Assignment:
For the data that follows, report how many lines contain the word "forehead", and nothing else.

Saved entries
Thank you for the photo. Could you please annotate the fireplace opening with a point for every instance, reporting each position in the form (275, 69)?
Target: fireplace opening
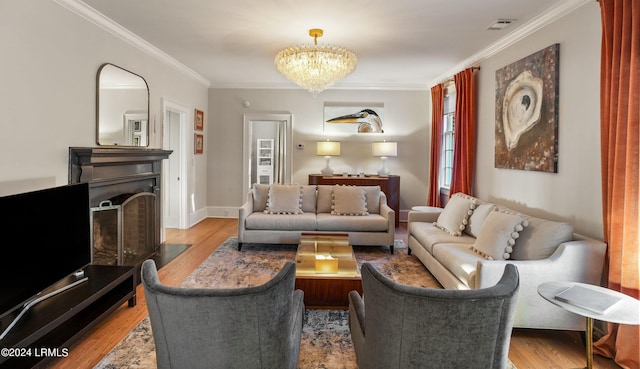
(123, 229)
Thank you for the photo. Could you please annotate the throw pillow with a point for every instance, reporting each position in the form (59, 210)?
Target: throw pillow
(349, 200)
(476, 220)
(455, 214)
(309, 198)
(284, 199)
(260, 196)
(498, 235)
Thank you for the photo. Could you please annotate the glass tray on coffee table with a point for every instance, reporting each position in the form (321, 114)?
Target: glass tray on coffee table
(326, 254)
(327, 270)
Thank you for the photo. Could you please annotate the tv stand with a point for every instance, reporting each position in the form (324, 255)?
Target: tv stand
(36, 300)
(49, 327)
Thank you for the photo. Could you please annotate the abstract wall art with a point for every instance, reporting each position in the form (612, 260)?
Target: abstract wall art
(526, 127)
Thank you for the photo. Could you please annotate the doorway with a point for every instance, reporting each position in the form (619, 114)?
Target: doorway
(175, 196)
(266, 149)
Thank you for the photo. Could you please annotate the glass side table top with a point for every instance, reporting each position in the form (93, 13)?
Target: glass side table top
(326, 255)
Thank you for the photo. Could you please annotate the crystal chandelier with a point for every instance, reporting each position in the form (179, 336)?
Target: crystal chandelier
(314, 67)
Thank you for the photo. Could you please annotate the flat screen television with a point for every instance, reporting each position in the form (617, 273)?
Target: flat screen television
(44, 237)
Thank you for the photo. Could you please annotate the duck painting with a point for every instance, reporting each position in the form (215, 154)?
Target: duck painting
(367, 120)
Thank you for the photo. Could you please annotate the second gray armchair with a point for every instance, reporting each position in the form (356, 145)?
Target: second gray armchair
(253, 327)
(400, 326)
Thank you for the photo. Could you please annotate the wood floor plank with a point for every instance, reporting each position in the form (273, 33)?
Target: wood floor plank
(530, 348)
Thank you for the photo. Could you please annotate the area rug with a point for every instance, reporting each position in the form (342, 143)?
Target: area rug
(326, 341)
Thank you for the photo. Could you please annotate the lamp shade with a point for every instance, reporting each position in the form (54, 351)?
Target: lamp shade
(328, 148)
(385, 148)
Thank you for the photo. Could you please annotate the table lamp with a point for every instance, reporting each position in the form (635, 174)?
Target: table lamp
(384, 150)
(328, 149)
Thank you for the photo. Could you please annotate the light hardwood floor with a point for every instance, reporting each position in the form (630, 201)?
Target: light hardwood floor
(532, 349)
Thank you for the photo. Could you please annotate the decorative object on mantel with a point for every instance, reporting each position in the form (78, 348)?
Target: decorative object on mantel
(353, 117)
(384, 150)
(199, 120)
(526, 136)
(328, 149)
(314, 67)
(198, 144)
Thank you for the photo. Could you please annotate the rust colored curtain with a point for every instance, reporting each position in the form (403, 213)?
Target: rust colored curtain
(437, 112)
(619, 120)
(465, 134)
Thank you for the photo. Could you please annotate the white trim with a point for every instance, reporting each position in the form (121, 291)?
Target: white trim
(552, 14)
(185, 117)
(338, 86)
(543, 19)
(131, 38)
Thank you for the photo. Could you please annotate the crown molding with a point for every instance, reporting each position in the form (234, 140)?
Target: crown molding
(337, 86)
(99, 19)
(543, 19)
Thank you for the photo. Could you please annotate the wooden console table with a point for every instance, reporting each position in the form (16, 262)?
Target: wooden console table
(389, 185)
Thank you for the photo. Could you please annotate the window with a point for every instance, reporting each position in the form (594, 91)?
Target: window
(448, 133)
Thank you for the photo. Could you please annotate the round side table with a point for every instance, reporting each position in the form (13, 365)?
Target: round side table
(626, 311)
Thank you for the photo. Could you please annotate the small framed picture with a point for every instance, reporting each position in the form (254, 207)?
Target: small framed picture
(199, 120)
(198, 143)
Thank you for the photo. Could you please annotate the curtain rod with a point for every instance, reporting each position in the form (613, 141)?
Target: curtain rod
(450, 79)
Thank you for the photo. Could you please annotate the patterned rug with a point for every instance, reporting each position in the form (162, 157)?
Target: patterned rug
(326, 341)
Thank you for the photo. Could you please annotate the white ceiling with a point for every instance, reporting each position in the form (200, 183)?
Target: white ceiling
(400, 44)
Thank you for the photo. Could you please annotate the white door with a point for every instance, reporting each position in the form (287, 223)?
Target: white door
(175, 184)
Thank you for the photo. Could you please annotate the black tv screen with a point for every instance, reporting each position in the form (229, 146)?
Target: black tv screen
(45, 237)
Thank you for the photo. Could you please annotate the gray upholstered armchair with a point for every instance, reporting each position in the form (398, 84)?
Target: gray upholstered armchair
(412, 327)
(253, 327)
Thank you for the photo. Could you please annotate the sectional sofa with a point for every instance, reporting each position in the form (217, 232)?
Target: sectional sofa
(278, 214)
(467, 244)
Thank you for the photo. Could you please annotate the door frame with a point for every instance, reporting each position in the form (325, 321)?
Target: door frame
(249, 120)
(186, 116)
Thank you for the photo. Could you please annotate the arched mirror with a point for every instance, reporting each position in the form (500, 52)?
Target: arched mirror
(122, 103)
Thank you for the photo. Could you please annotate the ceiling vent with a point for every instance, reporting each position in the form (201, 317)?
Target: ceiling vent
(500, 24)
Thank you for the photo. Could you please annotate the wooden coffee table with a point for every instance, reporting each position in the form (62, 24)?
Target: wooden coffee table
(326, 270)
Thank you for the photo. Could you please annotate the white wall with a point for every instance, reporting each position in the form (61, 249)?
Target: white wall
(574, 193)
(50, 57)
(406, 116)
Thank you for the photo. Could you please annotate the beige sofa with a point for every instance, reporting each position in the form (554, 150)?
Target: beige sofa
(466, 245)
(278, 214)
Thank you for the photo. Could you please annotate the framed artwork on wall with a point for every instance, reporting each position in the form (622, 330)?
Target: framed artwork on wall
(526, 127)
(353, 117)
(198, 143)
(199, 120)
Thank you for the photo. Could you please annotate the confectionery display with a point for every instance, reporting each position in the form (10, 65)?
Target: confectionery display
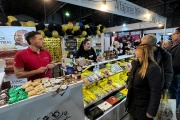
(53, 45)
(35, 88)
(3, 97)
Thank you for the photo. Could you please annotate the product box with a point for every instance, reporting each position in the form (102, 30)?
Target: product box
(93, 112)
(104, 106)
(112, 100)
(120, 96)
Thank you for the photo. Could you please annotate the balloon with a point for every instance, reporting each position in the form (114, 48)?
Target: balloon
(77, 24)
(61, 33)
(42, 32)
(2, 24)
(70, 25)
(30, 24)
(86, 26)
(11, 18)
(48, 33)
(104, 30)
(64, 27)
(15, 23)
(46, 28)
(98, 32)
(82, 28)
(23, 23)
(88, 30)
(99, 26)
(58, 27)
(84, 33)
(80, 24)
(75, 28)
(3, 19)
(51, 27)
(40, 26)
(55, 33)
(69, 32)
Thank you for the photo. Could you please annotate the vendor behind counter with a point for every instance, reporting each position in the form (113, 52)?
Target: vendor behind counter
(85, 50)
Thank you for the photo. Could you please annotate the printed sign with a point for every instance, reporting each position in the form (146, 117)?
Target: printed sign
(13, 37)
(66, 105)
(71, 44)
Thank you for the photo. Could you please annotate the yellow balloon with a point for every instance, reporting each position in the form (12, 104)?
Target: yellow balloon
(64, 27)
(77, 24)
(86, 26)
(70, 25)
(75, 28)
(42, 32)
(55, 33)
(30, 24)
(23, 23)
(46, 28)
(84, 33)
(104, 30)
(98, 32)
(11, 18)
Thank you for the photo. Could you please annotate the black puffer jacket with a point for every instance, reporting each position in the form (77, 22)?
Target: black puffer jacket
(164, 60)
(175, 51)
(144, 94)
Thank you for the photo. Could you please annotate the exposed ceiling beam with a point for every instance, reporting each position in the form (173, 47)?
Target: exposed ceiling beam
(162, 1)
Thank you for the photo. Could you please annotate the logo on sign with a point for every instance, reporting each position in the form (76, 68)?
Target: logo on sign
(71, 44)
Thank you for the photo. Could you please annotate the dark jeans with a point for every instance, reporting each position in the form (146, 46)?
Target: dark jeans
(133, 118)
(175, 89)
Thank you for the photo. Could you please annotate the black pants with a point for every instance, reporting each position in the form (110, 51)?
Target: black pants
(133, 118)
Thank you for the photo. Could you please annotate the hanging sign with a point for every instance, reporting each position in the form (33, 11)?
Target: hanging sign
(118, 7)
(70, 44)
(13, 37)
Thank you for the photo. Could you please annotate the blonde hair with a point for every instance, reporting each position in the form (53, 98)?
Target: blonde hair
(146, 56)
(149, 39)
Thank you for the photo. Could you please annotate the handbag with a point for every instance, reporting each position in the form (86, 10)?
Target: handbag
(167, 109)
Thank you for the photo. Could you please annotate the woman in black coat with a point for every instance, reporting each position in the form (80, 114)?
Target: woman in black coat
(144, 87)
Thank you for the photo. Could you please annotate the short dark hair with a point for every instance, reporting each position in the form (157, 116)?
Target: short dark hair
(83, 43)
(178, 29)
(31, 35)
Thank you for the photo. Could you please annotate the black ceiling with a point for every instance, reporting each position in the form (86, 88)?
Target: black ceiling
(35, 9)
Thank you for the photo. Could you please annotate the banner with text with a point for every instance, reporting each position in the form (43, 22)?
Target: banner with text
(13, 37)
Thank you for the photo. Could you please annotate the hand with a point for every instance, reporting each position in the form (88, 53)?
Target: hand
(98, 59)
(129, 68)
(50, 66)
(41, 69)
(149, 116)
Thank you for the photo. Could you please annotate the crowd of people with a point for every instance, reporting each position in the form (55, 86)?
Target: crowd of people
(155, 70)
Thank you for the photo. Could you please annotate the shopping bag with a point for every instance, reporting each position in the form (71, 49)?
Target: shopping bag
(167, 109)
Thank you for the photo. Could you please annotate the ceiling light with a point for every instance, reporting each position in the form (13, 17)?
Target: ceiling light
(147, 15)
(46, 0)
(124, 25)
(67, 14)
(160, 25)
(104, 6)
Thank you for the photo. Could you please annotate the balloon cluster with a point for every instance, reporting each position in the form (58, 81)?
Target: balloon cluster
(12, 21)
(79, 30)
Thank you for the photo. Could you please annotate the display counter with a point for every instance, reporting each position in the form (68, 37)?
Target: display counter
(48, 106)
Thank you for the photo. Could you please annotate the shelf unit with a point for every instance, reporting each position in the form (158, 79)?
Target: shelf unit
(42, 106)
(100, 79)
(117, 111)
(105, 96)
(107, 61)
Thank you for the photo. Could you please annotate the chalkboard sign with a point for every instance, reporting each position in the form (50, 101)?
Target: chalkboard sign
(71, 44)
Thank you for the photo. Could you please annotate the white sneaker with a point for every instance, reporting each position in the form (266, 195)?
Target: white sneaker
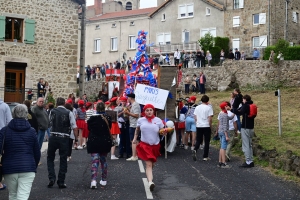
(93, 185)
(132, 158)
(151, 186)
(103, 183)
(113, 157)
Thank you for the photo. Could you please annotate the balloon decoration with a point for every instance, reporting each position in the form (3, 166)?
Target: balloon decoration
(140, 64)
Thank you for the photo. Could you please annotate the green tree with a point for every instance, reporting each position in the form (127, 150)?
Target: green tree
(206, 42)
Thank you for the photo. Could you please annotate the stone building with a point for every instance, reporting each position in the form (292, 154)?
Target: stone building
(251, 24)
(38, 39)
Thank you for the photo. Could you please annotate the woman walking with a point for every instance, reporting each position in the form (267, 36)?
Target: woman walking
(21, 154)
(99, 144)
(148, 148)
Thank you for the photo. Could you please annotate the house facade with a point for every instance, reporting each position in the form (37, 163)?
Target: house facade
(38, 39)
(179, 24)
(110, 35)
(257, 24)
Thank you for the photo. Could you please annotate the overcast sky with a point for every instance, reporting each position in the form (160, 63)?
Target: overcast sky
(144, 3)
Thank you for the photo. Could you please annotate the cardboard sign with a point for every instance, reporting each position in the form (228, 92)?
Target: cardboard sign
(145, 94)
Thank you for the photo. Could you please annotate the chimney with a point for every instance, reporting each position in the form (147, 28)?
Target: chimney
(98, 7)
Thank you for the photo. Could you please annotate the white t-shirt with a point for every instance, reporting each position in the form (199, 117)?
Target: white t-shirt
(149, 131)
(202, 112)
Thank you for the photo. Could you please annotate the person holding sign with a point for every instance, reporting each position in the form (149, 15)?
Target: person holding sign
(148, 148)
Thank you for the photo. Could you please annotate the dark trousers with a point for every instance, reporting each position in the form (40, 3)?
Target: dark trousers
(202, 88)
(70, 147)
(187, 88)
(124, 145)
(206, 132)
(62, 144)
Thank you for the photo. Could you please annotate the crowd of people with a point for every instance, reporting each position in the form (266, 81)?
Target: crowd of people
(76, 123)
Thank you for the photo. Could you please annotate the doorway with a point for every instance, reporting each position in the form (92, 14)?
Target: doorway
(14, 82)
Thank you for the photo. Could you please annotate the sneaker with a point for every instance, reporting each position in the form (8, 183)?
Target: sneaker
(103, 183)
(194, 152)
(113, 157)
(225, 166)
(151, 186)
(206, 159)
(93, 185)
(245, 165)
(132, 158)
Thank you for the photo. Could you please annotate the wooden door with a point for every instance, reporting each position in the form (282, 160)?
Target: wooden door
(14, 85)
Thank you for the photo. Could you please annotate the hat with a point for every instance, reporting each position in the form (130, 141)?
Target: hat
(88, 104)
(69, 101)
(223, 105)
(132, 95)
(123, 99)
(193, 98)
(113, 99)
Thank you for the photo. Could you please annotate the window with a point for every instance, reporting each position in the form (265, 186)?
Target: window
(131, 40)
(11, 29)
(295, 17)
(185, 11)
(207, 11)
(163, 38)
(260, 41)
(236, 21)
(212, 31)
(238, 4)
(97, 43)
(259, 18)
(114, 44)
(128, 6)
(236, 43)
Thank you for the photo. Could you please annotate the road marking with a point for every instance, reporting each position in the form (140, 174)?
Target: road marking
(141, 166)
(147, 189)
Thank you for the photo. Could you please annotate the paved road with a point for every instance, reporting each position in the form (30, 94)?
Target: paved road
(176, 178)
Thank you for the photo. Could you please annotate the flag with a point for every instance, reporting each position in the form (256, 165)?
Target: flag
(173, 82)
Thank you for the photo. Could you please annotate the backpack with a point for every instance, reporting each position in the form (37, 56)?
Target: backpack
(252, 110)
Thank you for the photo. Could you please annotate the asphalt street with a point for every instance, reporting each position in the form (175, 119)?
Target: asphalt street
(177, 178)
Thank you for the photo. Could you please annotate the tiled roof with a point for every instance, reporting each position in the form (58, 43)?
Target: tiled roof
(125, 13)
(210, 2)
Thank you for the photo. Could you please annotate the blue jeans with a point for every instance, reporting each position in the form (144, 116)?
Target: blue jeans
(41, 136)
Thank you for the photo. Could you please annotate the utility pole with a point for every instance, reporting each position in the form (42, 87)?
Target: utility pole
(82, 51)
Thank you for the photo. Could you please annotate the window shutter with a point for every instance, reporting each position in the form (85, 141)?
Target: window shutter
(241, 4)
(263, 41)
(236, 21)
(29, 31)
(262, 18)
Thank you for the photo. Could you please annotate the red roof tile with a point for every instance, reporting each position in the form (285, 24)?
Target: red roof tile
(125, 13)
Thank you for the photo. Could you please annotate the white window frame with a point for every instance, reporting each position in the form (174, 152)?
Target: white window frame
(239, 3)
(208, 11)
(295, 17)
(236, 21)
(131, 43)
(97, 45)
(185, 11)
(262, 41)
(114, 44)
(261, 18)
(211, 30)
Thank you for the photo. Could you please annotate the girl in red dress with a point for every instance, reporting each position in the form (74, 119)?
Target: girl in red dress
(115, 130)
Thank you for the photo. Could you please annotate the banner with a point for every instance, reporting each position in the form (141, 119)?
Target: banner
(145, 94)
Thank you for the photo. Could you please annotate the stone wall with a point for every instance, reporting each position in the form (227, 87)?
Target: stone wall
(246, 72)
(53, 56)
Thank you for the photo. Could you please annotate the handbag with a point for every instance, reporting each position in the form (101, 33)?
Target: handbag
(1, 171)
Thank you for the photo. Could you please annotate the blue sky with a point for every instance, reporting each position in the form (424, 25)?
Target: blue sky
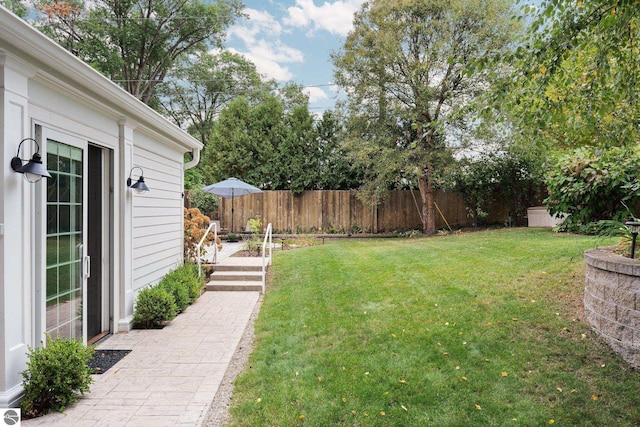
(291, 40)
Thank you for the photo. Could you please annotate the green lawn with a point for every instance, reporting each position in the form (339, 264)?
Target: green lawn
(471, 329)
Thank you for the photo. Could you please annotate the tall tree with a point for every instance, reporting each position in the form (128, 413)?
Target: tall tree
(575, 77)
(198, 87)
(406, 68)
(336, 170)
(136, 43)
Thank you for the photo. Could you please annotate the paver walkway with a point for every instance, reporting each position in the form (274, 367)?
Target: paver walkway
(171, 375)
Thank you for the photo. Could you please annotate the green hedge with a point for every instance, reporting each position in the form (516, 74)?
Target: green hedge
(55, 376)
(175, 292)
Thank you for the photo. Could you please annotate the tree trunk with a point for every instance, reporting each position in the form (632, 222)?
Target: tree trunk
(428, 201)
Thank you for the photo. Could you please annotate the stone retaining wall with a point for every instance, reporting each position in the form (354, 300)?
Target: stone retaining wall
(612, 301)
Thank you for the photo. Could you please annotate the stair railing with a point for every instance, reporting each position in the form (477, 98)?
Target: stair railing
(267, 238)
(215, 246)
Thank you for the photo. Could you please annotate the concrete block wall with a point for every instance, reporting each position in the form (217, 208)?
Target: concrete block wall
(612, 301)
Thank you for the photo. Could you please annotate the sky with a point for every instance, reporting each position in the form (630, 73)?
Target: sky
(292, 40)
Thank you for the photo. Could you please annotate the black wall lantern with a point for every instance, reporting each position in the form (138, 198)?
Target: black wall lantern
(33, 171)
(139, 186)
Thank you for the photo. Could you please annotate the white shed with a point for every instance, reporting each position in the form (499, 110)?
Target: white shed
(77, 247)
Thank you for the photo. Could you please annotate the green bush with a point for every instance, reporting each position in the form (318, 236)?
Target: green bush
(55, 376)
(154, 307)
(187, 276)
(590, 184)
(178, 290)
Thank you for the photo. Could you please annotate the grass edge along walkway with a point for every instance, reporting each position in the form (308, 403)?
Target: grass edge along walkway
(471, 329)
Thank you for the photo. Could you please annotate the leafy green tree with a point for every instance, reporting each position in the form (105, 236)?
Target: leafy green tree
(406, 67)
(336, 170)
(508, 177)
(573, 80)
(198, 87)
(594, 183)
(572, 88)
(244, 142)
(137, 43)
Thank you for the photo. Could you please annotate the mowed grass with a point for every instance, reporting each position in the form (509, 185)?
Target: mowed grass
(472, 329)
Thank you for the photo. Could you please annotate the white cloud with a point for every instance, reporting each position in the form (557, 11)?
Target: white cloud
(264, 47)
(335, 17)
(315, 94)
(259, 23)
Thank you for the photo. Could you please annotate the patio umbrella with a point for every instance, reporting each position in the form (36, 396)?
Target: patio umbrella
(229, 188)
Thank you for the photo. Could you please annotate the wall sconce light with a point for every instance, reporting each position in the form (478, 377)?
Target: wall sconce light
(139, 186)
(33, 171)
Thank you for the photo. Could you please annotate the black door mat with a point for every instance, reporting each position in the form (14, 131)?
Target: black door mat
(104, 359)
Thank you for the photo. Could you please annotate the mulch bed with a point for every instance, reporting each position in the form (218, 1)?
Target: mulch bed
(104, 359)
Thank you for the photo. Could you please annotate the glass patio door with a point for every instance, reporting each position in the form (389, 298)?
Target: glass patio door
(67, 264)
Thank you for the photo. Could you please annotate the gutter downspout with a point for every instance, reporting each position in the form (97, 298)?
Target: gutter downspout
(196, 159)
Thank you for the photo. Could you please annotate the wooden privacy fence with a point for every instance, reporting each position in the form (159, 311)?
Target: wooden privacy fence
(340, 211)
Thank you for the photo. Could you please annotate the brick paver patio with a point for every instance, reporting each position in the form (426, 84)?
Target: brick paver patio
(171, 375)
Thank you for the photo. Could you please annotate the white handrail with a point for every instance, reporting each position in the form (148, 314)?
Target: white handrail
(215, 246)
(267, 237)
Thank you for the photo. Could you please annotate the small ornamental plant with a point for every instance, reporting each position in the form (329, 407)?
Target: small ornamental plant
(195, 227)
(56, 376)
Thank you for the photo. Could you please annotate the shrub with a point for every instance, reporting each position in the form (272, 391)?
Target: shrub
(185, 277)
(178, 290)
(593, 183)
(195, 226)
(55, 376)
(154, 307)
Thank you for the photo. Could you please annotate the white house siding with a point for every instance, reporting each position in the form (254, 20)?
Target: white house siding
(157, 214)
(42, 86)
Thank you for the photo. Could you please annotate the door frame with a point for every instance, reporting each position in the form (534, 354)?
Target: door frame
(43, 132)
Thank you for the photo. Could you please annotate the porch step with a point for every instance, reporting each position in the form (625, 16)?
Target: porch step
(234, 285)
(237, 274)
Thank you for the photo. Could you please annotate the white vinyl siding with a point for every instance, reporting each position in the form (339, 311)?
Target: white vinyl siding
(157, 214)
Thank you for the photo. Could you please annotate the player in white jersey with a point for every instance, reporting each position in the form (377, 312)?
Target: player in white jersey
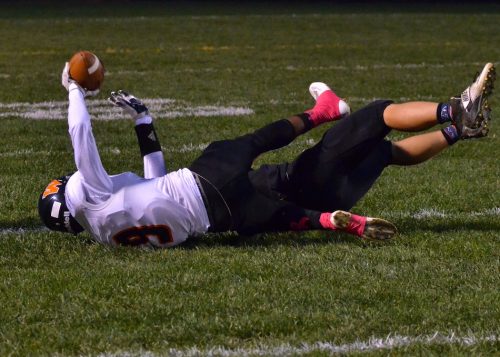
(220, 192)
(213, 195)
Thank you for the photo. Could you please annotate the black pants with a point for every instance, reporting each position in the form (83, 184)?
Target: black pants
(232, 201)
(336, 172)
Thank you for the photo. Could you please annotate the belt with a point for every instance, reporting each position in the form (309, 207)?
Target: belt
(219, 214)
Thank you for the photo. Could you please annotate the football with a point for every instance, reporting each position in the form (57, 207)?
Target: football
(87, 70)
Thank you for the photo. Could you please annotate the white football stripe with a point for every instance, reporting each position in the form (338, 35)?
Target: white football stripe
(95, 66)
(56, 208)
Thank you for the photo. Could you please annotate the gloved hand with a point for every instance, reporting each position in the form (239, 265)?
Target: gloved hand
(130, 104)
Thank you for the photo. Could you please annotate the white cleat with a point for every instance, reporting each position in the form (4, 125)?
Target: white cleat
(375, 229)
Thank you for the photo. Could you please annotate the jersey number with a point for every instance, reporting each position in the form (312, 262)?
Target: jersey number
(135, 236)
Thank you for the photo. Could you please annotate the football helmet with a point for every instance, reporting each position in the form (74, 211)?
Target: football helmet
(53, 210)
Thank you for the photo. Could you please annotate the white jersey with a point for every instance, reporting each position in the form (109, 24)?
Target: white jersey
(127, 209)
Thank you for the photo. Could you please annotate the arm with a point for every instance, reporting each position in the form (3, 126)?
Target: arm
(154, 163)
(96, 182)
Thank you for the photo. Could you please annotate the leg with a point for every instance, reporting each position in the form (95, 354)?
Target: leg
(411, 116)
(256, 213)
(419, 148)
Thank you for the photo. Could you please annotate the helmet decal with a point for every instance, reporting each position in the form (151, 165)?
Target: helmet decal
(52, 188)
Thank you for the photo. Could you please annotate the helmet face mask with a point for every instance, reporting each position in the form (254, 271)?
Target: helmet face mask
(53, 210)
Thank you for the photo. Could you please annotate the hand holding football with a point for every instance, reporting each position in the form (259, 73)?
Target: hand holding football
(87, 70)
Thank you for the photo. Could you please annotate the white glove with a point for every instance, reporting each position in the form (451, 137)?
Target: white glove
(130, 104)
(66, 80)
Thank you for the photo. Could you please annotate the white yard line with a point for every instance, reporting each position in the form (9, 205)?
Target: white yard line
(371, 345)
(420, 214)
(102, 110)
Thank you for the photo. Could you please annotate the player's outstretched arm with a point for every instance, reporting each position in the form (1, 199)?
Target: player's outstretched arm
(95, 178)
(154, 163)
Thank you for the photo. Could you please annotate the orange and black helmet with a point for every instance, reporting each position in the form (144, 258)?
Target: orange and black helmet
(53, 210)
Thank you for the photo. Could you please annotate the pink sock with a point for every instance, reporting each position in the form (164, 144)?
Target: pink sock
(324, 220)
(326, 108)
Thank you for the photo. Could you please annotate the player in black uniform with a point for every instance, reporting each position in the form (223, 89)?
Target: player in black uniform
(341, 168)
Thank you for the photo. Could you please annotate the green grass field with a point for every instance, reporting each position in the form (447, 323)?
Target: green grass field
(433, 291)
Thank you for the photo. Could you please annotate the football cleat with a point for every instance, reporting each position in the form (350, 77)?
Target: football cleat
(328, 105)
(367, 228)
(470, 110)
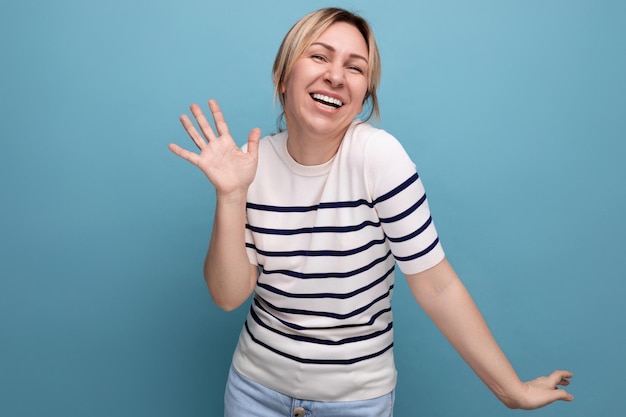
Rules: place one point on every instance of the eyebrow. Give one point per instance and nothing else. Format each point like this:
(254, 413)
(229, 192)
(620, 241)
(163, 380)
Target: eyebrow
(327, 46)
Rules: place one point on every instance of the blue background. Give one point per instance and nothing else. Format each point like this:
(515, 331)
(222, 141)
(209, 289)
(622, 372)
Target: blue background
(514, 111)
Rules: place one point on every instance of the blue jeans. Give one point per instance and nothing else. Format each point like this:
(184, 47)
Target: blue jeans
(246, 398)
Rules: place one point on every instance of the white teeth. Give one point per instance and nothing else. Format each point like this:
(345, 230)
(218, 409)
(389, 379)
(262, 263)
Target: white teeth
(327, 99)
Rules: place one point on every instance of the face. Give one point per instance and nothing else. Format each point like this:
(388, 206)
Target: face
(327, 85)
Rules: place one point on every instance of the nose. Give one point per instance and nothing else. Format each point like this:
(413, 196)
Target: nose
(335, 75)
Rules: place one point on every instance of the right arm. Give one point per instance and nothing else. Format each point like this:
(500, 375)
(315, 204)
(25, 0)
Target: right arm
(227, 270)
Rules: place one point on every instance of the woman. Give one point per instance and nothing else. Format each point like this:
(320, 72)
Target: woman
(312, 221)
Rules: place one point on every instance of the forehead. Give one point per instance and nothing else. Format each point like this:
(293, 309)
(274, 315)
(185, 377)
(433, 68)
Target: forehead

Expected answer:
2